> **TASKS FOR THIS EXERCISE**
**A.** In the forum thread about the Jakarta HttpClient user agent, condense the paragraph beginning "I've had it banned for ages" into a short bulleted list that keeps its main facts.
**B.** Carry the forum thread about the Jakarta HttpClient user agent forward from its last post.

> **PASSAGE PROVIDED**
>> START
Forum Moderators: open

Message Too Old, No Replies

Jakarta Commons-HttpClient/3.0-rc1

Anyone seeing this?

         

The Contractor

2:13 pm on Jul 31, 2005 (gmt 0)

WebmasterWorld Senior Member 10+ Year Member



I would venture to say it's being used to scrape/include by it's habits. I looked at the Apache Documentation quickly and wasn't sure if I should post here or the Apache forum.

GaryK

5:34 pm on Jul 31, 2005 (gmt 0)

WebmasterWorld Senior Member 10+ Year Member



I've had it banned for ages. I forgot to make a note about why I banned it but usually it's because it didn't read or respect robots.txt.

The Contractor

5:56 pm on Jul 31, 2005 (gmt 0)

WebmasterWorld Senior Member 10+ Year Member



thanks, that's what I've done

mcneely

11:55 pm on Aug 14, 2005 (gmt 0)

WebmasterWorld Senior Member 10+ Year Member Top Contributors Of The Month



Tried this
RewriteCond %{HTTP_USER_AGENT} ^Jakarta

but doesn't seem to work

I've been having to resort to banning it by ip

wilderness

1:43 am on Aug 15, 2005 (gmt 0)

WebmasterWorld Senior Member 10+ Year Member Top Contributors Of The Month



"but doesn't seem to work"

If that is the ONLY rewrite or the last rewrite before your option?
>> END
[Excerpts from a detection dataset]
>> START
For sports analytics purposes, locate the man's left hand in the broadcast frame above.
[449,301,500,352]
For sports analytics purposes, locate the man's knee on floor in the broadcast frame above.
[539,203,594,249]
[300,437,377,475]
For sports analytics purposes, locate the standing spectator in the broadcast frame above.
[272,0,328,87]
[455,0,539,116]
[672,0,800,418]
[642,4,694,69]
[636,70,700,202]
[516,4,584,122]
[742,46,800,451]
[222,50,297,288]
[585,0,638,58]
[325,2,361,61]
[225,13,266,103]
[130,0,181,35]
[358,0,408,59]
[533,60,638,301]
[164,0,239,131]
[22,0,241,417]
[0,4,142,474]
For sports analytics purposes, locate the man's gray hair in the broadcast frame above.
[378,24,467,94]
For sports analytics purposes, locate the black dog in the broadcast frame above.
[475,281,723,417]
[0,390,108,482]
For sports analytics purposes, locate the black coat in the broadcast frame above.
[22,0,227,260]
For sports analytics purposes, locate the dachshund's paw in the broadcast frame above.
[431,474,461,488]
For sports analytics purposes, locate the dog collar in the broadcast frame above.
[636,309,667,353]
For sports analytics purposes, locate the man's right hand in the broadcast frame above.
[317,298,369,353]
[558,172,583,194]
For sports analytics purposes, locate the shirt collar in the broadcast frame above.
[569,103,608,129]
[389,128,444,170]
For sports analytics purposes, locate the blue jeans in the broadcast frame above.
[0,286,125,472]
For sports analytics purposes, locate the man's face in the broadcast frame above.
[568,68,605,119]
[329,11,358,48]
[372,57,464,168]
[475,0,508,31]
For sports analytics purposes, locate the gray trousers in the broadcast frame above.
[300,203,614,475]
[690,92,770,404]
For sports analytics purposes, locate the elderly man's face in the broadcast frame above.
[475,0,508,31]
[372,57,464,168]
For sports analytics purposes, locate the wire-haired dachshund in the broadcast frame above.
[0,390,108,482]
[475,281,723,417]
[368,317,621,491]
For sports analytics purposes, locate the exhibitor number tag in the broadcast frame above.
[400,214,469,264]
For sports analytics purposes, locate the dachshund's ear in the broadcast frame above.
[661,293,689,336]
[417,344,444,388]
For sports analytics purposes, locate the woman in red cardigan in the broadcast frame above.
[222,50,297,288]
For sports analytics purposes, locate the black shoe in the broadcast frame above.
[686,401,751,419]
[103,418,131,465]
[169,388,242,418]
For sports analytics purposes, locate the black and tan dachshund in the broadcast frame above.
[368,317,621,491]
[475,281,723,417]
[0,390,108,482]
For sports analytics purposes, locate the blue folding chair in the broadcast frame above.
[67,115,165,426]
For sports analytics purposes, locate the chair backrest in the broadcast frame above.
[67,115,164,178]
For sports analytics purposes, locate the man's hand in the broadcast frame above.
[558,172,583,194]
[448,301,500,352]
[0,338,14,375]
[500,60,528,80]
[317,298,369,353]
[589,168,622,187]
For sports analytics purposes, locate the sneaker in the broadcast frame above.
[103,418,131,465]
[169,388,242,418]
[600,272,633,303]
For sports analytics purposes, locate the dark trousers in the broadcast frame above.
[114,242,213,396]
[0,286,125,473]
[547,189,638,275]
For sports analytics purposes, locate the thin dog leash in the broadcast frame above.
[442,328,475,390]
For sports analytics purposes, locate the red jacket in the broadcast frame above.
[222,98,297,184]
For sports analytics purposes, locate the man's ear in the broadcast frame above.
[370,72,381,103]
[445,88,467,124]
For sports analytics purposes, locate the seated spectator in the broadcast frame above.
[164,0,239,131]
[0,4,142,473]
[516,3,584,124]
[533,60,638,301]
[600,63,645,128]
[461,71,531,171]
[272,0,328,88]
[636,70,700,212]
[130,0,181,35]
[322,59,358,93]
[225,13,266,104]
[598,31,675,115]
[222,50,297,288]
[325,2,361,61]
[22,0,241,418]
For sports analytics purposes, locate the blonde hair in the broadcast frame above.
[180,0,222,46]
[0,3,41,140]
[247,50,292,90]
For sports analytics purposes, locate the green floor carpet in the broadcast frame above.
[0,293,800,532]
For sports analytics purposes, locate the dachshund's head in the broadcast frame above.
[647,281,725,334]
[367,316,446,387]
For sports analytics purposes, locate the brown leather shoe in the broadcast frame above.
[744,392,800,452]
>> END
> **RESULTS**
**A.**
- The poster has had it banned for a long time.
- They forgot to note why they banned it.
- Usually a ban like this is because it didn't read or respect robots.txt.

**B.**
Than that will work fine.

If you have other rewrite lines following that line?

Your missing the [OR]

RewriteCond %{HTTP_USER_AGENT} ^jakarta [OR]

mcneely

12:28 pm on Aug 15, 2005 (gmt 0)

WebmasterWorld Senior Member 10+ Year Member Top Contributors Of The Month



This is just one of many, and the [OR] is present in the .htaccess because it is nestled among all of the many other creepy crawlies that I don't allow.

I've looked the whole of my file through to be sure that everything is space delimited and it appears to be as it should be.

I thought that since I had the "^" that I wouldn't need to include the "_Commons" part of it...
Think I should include this as well then?
Or, should I write it in to include [NC]?...or not?
Thought maybe the [NC] wasn't necessary if I had the "^"........ as none of my others have the [NC] but just the "^"

This Jakarta is something that has only recently been coming around. I included the .htaccess after I realised that robots.txt didn't work.....then, after noticing that the .htaccess might not be doing the trick, I began to deny the ip 64.94.163.*** before I finally started to log the 403 for it.

volatilegx

1:06 pm on Aug 15, 2005 (gmt 0)

WebmasterWorld Senior Member 10+ Year Member



The "^" (or caret symbol) is used to match the start of a string, so ^Jakarta means any string starting with "Jakarta". You could leave off the "^" to match any string with "Jakarta" in it in any portion of the string.

mcneely

4:14 pm on Aug 15, 2005 (gmt 0)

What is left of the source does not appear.